[Dataset entries]
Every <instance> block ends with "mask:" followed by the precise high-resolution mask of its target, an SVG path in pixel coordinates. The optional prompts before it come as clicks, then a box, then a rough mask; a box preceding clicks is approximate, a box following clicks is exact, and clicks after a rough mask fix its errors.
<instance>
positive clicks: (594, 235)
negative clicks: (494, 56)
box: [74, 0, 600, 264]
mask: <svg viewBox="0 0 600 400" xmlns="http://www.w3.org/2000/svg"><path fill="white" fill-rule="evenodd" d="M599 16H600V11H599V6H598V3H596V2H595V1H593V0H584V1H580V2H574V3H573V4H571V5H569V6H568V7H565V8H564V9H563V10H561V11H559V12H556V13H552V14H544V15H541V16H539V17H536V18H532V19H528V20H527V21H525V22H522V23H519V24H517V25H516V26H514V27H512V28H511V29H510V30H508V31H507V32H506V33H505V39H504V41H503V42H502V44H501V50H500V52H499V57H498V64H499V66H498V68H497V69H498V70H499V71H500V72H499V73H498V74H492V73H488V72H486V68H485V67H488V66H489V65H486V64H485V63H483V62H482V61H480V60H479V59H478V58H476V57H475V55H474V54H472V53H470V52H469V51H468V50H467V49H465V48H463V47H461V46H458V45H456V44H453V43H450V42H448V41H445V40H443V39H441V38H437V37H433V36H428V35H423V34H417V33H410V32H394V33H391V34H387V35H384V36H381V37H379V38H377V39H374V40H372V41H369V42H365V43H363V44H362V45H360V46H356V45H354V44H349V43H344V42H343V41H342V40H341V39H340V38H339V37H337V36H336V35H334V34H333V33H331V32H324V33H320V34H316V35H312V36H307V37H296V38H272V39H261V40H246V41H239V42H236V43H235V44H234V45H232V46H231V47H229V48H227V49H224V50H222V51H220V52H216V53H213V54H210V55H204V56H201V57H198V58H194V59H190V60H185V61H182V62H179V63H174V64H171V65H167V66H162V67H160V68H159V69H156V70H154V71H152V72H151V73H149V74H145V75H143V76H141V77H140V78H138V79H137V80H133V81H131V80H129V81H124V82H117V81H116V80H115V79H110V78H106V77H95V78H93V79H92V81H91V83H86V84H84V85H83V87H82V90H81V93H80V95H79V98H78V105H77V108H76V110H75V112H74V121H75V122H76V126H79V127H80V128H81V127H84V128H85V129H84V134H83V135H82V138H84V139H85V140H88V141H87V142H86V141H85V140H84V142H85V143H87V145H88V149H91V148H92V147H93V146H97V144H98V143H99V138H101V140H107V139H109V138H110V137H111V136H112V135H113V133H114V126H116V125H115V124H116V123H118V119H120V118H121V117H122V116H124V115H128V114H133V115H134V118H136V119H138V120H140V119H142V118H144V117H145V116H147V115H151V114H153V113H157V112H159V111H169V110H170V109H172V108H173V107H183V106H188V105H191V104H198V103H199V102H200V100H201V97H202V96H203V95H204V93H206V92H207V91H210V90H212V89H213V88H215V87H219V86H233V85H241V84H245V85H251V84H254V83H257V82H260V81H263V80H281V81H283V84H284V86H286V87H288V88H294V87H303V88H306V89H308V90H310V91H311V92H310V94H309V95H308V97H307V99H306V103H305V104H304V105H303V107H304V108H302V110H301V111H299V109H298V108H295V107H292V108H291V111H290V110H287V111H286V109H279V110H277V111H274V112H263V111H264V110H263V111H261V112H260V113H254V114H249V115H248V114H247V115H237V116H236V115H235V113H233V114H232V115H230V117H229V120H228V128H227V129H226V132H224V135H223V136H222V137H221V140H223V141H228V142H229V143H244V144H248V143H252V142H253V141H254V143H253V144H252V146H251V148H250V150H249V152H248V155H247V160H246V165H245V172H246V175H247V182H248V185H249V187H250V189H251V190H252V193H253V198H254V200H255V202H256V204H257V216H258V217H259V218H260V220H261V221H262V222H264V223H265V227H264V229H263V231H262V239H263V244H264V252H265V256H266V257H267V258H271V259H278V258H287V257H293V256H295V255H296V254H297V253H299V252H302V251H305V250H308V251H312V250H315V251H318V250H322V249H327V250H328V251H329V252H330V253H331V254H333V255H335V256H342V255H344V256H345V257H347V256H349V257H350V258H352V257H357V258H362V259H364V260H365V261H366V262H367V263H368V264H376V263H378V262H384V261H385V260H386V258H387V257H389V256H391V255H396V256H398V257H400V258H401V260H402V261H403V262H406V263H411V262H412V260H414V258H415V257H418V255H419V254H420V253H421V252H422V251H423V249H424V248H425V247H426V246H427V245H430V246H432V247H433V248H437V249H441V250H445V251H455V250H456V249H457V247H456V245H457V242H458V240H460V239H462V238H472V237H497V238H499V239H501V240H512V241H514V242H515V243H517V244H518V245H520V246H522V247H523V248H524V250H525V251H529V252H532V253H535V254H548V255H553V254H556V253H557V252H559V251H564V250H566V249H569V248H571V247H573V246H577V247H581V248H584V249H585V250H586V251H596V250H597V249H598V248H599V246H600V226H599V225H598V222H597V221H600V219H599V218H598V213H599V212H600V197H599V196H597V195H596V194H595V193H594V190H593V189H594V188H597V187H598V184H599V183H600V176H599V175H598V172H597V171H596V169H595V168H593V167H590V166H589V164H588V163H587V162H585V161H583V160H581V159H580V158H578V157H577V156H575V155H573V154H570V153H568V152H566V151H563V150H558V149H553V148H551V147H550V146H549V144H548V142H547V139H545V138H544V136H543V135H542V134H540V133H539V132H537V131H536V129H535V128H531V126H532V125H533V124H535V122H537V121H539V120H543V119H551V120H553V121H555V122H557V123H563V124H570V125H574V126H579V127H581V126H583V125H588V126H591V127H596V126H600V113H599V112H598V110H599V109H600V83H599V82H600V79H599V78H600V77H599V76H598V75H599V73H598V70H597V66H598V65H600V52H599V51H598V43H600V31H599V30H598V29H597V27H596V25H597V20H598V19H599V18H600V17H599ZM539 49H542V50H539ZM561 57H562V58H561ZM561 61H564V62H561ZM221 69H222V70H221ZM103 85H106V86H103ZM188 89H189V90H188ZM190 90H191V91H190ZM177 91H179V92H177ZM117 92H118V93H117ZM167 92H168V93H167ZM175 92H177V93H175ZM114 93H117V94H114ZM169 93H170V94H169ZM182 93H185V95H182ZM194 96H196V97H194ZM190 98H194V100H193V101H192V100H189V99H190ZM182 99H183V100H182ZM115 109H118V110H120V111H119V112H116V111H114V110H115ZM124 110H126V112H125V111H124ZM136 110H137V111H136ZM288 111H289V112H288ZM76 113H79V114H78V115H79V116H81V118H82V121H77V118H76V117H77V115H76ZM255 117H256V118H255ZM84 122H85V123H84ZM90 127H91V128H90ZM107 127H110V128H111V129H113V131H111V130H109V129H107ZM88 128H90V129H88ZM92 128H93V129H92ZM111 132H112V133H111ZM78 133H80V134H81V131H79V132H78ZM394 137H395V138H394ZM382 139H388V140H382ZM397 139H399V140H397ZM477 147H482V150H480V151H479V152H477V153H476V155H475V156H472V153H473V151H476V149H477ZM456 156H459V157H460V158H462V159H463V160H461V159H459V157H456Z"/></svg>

> _Task prompt_: Please update the material so that each "positive clicks" becomes "foreground clicks", leaving everything else unchanged.

> _Response to this task_:
Every <instance> block ends with "mask:" followed by the precise high-resolution mask of its target, an SVG path in pixel coordinates. The optional prompts before it come as clicks, then a box, then a rough mask; a box preceding clicks is approximate, a box following clicks is exact, and clicks after a rough mask fix its errors.
<instance>
foreground clicks: (594, 235)
negative clicks: (494, 56)
box: [74, 0, 600, 264]
mask: <svg viewBox="0 0 600 400" xmlns="http://www.w3.org/2000/svg"><path fill="white" fill-rule="evenodd" d="M599 16H600V11H599V6H598V3H596V2H595V1H593V0H584V1H580V2H574V3H573V4H571V5H569V6H568V7H565V8H564V9H563V10H561V11H559V12H556V13H552V14H544V15H541V16H539V17H536V18H532V19H528V20H527V21H525V22H522V23H519V24H517V25H516V26H514V27H512V28H511V29H510V30H508V31H507V32H506V33H505V39H504V41H503V42H502V44H501V50H500V52H499V57H498V64H499V66H498V68H497V69H498V70H499V71H500V72H499V73H498V74H492V73H488V72H486V68H485V67H488V66H489V65H486V64H485V63H483V62H482V61H480V60H479V59H478V58H476V57H475V55H474V54H472V53H470V52H469V51H468V50H467V49H465V48H463V47H461V46H458V45H456V44H453V43H450V42H448V41H445V40H443V39H441V38H437V37H433V36H428V35H423V34H417V33H410V32H394V33H391V34H387V35H384V36H381V37H379V38H377V39H374V40H372V41H369V42H365V43H363V44H362V45H360V46H356V45H354V44H349V43H344V42H343V41H342V40H341V39H340V38H339V37H337V36H336V35H334V34H333V33H331V32H324V33H320V34H316V35H312V36H307V37H296V38H272V39H261V40H246V41H239V42H236V43H235V44H234V45H232V46H231V47H229V48H227V49H224V50H222V51H220V52H216V53H213V54H210V55H204V56H201V57H198V58H194V59H190V60H185V61H182V62H179V63H174V64H171V65H167V66H162V67H160V68H159V69H156V70H154V71H152V72H151V73H149V74H145V75H143V76H141V77H140V78H138V79H137V80H133V81H131V80H129V81H124V82H117V81H116V80H115V79H110V78H106V77H95V78H93V79H92V81H91V83H86V84H84V85H83V87H82V90H81V93H80V95H79V98H78V105H77V108H76V110H75V112H74V121H75V122H76V126H79V127H80V128H81V127H84V128H85V129H84V134H83V135H82V138H84V139H85V140H88V141H87V142H86V141H85V140H84V142H85V143H87V145H88V149H91V148H92V147H93V146H97V144H98V143H99V138H101V140H107V139H109V138H110V137H111V136H112V135H113V133H114V126H116V125H115V124H116V123H118V119H120V118H121V117H122V116H124V115H128V114H133V115H134V118H136V119H138V120H140V119H142V118H144V117H145V116H147V115H151V114H153V113H157V112H159V111H169V110H170V109H172V108H173V107H183V106H188V105H191V104H198V103H199V102H200V100H201V97H202V96H203V95H204V93H206V92H207V91H210V90H212V89H213V88H215V87H219V86H233V85H241V84H245V85H251V84H254V83H257V82H260V81H263V80H281V81H283V84H284V86H286V87H288V88H294V87H303V88H306V89H308V90H310V91H311V92H310V94H309V95H308V97H307V99H306V103H305V104H304V105H303V107H304V108H302V110H301V111H299V109H298V108H295V107H292V108H291V111H290V110H287V111H286V109H279V110H277V111H274V112H263V111H264V110H263V111H261V112H260V113H254V114H249V115H248V114H247V115H237V116H236V115H235V113H233V114H232V115H230V117H229V120H228V128H227V129H226V132H224V135H223V136H222V137H221V140H223V141H228V142H229V143H244V144H248V143H252V142H253V141H254V143H253V144H252V146H251V148H250V150H249V152H248V155H247V160H246V165H245V172H246V175H247V182H248V185H249V187H250V189H251V190H252V193H253V198H254V200H255V202H256V204H257V216H258V217H259V218H260V220H261V221H262V222H264V223H265V227H264V229H263V231H262V239H263V244H264V252H265V256H266V257H267V258H271V259H278V258H287V257H293V256H295V255H296V254H297V253H299V252H302V251H305V250H308V251H312V250H315V251H318V250H322V249H327V250H328V251H329V252H330V253H331V254H333V255H335V256H342V255H344V256H345V257H347V256H349V257H350V258H352V257H357V258H362V259H364V260H365V261H366V262H367V263H368V264H376V263H378V262H384V261H385V260H386V258H387V257H389V256H391V255H396V256H398V257H400V258H401V260H402V261H403V262H406V263H411V262H412V260H414V258H415V257H418V255H419V254H420V253H421V252H422V251H423V249H424V248H425V247H426V246H427V245H430V246H432V247H433V248H437V249H441V250H445V251H455V250H456V249H457V247H456V245H457V242H458V240H460V239H462V238H472V237H497V238H499V239H501V240H512V241H514V242H515V243H517V244H518V245H520V246H522V247H523V248H524V250H525V251H529V252H532V253H535V254H548V255H553V254H556V253H557V252H559V251H564V250H566V249H569V248H571V247H573V246H577V247H581V248H584V249H585V250H586V251H596V250H597V249H598V248H599V246H600V226H599V225H598V222H597V221H600V219H599V218H598V213H599V212H600V197H599V196H597V195H596V194H595V193H594V190H593V189H594V188H597V187H598V184H599V183H600V176H599V175H598V172H597V171H596V169H595V168H593V167H590V166H589V164H588V163H587V162H585V161H583V160H581V159H580V158H578V157H577V156H575V155H573V154H570V153H568V152H566V151H563V150H558V149H553V148H551V147H550V146H549V144H548V142H547V139H545V138H544V136H543V135H542V134H540V133H539V132H537V131H536V129H535V128H531V126H532V125H533V124H535V122H537V121H539V120H543V119H551V120H553V121H555V122H557V123H563V124H570V125H574V126H579V127H581V126H583V125H588V126H591V127H596V126H600V113H599V112H598V110H599V109H600V83H599V82H600V79H599V78H600V77H599V76H598V75H599V73H598V70H597V66H598V65H600V52H599V51H598V43H600V31H599V30H598V29H597V27H596V25H597V20H598V19H599V18H600V17H599ZM539 49H542V50H539ZM561 57H562V58H561ZM561 61H564V62H561ZM221 69H222V70H221ZM103 85H106V86H103ZM188 89H189V90H188ZM190 90H191V91H190ZM177 91H179V92H177ZM117 92H118V93H117ZM167 92H168V93H167ZM175 92H177V93H175ZM114 93H117V94H114ZM169 93H170V94H169ZM182 93H185V95H182ZM194 96H196V97H194ZM190 98H194V100H193V101H192V100H189V99H190ZM182 99H183V100H182ZM115 109H118V110H120V111H119V112H116V111H114V110H115ZM124 110H126V112H125V111H124ZM136 110H137V111H136ZM288 111H289V112H288ZM76 113H79V114H78V115H79V116H81V118H82V121H77V118H76V117H77V115H76ZM255 117H256V118H255ZM84 122H85V123H84ZM90 127H91V128H90ZM107 127H110V128H111V129H113V131H111V130H109V129H107ZM88 128H90V129H88ZM92 128H93V129H92ZM111 132H112V133H111ZM78 133H80V134H81V131H79V132H78ZM394 137H395V138H394ZM382 139H388V140H382ZM397 139H399V140H397ZM477 147H482V150H480V151H479V152H477V153H476V155H475V156H472V153H473V151H476V149H477ZM456 156H459V157H460V158H462V159H463V160H461V159H459V157H456Z"/></svg>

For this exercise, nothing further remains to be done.